--- Provided data ---

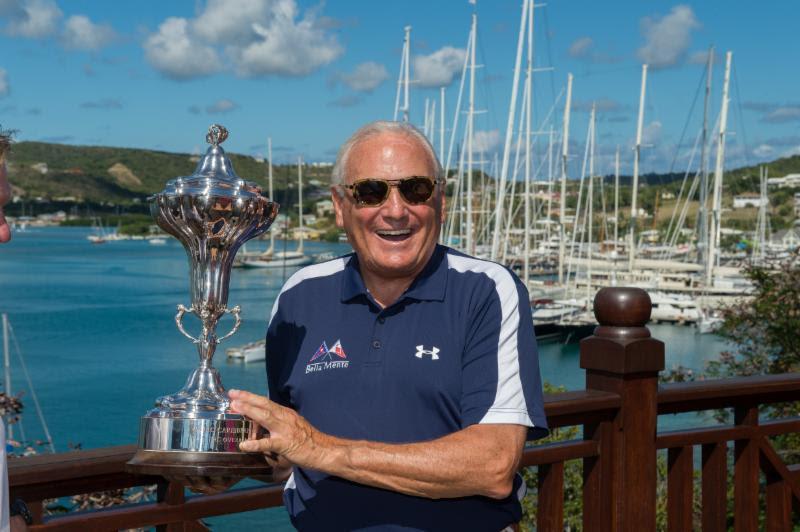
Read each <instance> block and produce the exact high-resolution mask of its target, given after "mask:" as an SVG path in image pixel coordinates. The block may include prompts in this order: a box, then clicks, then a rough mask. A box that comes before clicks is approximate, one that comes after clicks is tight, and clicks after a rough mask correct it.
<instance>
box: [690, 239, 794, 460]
mask: <svg viewBox="0 0 800 532" xmlns="http://www.w3.org/2000/svg"><path fill="white" fill-rule="evenodd" d="M744 273H745V275H746V277H747V278H748V279H749V280H750V282H752V283H753V297H752V299H751V298H747V299H743V300H741V301H739V302H738V303H735V304H733V305H731V306H729V307H727V308H726V309H724V311H723V318H724V320H725V321H724V323H723V325H722V328H721V329H720V331H719V334H720V335H721V336H722V337H724V338H726V339H727V340H729V341H730V342H731V343H733V344H734V345H735V346H736V347H735V350H734V351H724V352H723V353H722V354H721V355H720V358H719V360H713V361H711V362H709V363H708V365H707V368H706V374H707V375H708V376H710V377H714V378H723V377H733V376H747V375H769V374H777V373H792V372H795V371H798V370H800V335H798V331H799V330H800V252H797V251H796V252H795V253H794V254H792V255H791V256H790V257H789V258H788V259H786V260H785V261H783V262H782V263H781V264H780V265H779V267H778V268H777V269H776V270H770V269H767V268H765V267H761V266H749V267H748V268H746V269H745V272H744ZM762 413H764V414H765V415H766V416H767V417H770V418H784V417H792V416H797V415H800V403H797V402H794V403H778V404H773V405H766V406H764V407H763V408H762ZM724 414H725V413H721V415H720V416H718V417H722V418H724V417H725V415H724ZM774 444H775V447H776V450H777V451H778V453H779V454H781V456H782V457H783V459H784V460H786V461H787V462H790V463H796V462H798V461H800V436H799V435H797V434H788V435H784V436H779V437H776V438H775V440H774Z"/></svg>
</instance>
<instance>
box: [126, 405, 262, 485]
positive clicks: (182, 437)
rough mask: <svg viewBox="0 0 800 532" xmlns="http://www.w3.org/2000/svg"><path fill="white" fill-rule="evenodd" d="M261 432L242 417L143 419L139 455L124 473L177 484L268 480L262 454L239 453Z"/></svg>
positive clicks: (209, 412)
mask: <svg viewBox="0 0 800 532" xmlns="http://www.w3.org/2000/svg"><path fill="white" fill-rule="evenodd" d="M257 430H258V426H257V425H255V424H254V423H253V422H252V421H250V420H249V419H246V418H245V417H244V416H242V415H241V414H234V413H220V412H192V413H188V412H176V411H171V410H166V409H161V408H157V409H155V410H152V411H150V412H148V413H147V415H145V416H144V417H142V418H141V424H140V427H139V450H138V451H137V452H136V454H135V455H134V457H133V459H132V460H131V461H130V462H128V463H127V464H126V465H125V469H126V470H127V471H128V472H130V473H136V474H143V475H160V476H165V477H173V478H178V477H239V478H241V477H248V476H259V477H265V476H269V475H271V474H272V468H271V467H270V466H269V465H268V464H267V462H266V459H265V458H264V455H263V454H262V453H245V452H242V451H240V450H239V444H240V443H241V442H243V441H245V440H246V439H247V438H248V436H250V435H251V433H254V431H257Z"/></svg>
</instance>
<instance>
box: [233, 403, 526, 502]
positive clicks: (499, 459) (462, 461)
mask: <svg viewBox="0 0 800 532" xmlns="http://www.w3.org/2000/svg"><path fill="white" fill-rule="evenodd" d="M229 395H230V398H231V399H232V400H233V401H232V403H231V408H232V409H233V410H235V411H237V412H239V413H241V414H244V415H246V416H247V417H249V418H250V419H252V420H253V421H255V422H256V423H258V424H259V425H261V426H262V427H264V428H266V429H267V431H269V435H268V436H266V437H264V438H261V439H251V440H248V441H245V442H242V444H241V445H240V448H241V449H242V450H243V451H248V452H255V451H260V452H264V453H276V454H278V455H281V456H283V457H285V458H286V459H287V460H288V461H289V462H291V463H292V464H294V465H297V466H300V467H303V468H307V469H315V470H317V471H322V472H324V473H327V474H329V475H334V476H337V477H341V478H344V479H347V480H350V481H352V482H357V483H359V484H366V485H368V486H374V487H378V488H383V489H389V490H392V491H397V492H400V493H405V494H406V495H414V496H418V497H428V498H432V499H437V498H444V497H465V496H470V495H483V496H485V497H492V498H495V499H502V498H505V497H507V496H508V495H509V494H510V493H511V490H512V486H513V481H514V475H515V474H516V471H517V468H518V467H519V462H520V458H521V456H522V448H523V446H524V445H525V435H526V433H527V428H526V427H524V426H522V425H514V424H477V425H471V426H469V427H466V428H465V429H462V430H460V431H457V432H454V433H452V434H448V435H446V436H443V437H441V438H438V439H435V440H431V441H423V442H417V443H406V444H388V443H380V442H371V441H363V440H347V439H344V438H338V437H335V436H331V435H329V434H325V433H323V432H320V431H319V430H317V429H315V428H314V427H312V426H311V424H310V423H309V422H308V421H306V420H305V419H304V418H303V417H302V416H300V415H299V414H298V413H297V412H295V411H294V410H292V409H290V408H285V407H283V406H281V405H278V404H277V403H274V402H272V401H270V400H269V399H267V398H266V397H261V396H258V395H255V394H252V393H248V392H244V391H240V390H230V391H229Z"/></svg>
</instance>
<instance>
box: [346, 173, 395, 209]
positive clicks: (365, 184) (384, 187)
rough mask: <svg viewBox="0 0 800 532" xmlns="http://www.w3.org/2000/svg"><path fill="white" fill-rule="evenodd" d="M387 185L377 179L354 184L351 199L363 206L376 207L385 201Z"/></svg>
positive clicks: (387, 188) (365, 180) (386, 192)
mask: <svg viewBox="0 0 800 532" xmlns="http://www.w3.org/2000/svg"><path fill="white" fill-rule="evenodd" d="M387 192H389V184H388V183H387V182H386V181H380V180H378V179H366V180H364V181H359V182H358V183H356V185H355V188H354V189H353V197H354V198H355V199H356V201H357V202H359V203H361V204H363V205H378V204H380V203H382V202H383V200H384V199H386V195H387Z"/></svg>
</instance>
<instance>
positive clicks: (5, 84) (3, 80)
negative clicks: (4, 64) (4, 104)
mask: <svg viewBox="0 0 800 532" xmlns="http://www.w3.org/2000/svg"><path fill="white" fill-rule="evenodd" d="M10 92H11V87H10V86H9V85H8V75H7V74H6V71H5V69H2V68H0V98H2V97H3V96H8V93H10Z"/></svg>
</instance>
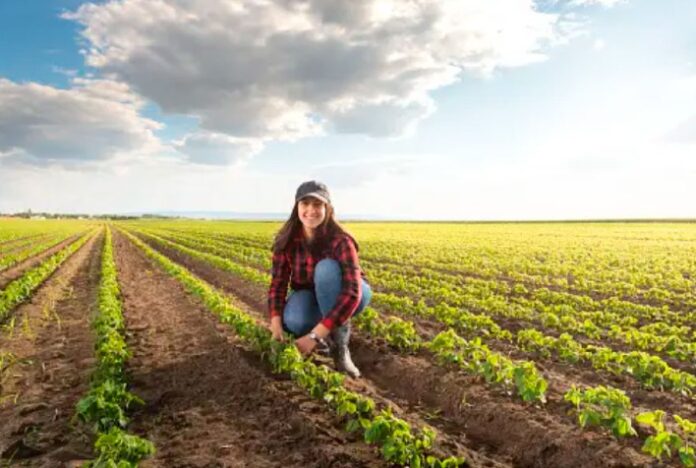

--- Instructions to follow ---
Which lines above contain the word "positive"? Return every one of them in full, with case counting in the match.

--- Result of the exercise ---
positive clicks: (182, 437)
positive clicks: (209, 412)
positive clicks: (499, 459) (462, 461)
positive clicks: (365, 184) (384, 187)
positive clicks: (387, 188) (365, 180) (386, 192)
positive clicks: (5, 84) (3, 80)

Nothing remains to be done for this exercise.